Exercise text:
·····

I do not have any information on the change itself, but neither does that claim in Wikipedia.

However, I would refer you to the discussion page of lentil's and read over the community's discussion regarding the article's nutrition claims generally. They are not pleased with many of the claims, and have been active in moderating it. Also of note, the claim has no citation.

Upon my reading, I would not take for granted that the minor act of sprouting in water changes nutritional value substantially, especially as compared to deep-frying them or other processes.

That said, you might refer to the general sprouting article:

These nutrients are essential for human health. To clarify, the nutritional changes upon germination & sprouting have been summarized below. Chavan and Kadam (1989) concluded that - “The desirable nutritional changes that occur during sprouting are mainly due to the breakdown of complex compounds into a more simple form, transformation into essential constituents and breakdown of nutritionally undesirable constituents.”

It goes on to explain that, according to studies done by Chavan & Kadam (1989), Cuddeford (1989) and Shippard (2005), changes during the sprouting process result in:

  • Increases in protein quality
  • Increases in crude fiber content
  • Increases in essential fatty acids
  • Increases in vitamin content

The article cites a claim from the Shipard (2005) study: "“When seeds are sprouted, minerals chelate or merge with protein, in a way that increases their function.”

·····

Source information:
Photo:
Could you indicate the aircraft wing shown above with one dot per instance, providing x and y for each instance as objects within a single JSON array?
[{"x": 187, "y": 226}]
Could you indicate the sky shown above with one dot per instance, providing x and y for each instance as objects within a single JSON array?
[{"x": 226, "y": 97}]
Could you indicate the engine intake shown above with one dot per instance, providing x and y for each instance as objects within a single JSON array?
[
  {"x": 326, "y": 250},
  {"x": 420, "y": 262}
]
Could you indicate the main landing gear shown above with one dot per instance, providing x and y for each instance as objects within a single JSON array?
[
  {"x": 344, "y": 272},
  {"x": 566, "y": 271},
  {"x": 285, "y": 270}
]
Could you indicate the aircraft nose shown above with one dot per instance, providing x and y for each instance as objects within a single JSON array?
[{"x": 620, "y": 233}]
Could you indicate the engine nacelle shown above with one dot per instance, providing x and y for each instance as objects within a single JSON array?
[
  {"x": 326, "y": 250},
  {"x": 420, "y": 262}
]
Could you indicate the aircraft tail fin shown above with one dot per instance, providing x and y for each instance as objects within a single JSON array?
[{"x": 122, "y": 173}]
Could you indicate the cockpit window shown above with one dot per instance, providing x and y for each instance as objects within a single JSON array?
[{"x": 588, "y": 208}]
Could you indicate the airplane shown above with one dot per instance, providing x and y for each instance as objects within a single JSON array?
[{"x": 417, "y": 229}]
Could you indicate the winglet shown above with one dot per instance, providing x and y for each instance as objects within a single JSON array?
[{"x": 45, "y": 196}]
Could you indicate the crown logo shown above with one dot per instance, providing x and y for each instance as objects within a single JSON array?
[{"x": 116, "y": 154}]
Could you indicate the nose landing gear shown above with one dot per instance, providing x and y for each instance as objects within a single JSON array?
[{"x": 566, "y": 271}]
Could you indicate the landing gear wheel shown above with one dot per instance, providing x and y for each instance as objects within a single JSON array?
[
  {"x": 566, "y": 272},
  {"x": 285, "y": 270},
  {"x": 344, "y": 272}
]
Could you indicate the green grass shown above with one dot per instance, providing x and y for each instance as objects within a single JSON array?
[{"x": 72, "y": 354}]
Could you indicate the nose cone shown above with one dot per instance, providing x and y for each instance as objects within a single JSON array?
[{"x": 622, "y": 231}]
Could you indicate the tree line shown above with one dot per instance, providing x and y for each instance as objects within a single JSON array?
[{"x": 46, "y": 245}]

·····

Reproduce word for word the part of the text on sprouting lentils that begins with "I do not have" and ends with "or other processes.".

Your solution:
I do not have any information on the change itself, but neither does that claim in Wikipedia.

However, I would refer you to the discussion page of lentil's and read over the community's discussion regarding the article's nutrition claims generally. They are not pleased with many of the claims, and have been active in moderating it. Also of note, the claim has no citation.

Upon my reading, I would not take for granted that the minor act of sprouting in water changes nutritional value substantially, especially as compared to deep-frying them or other processes.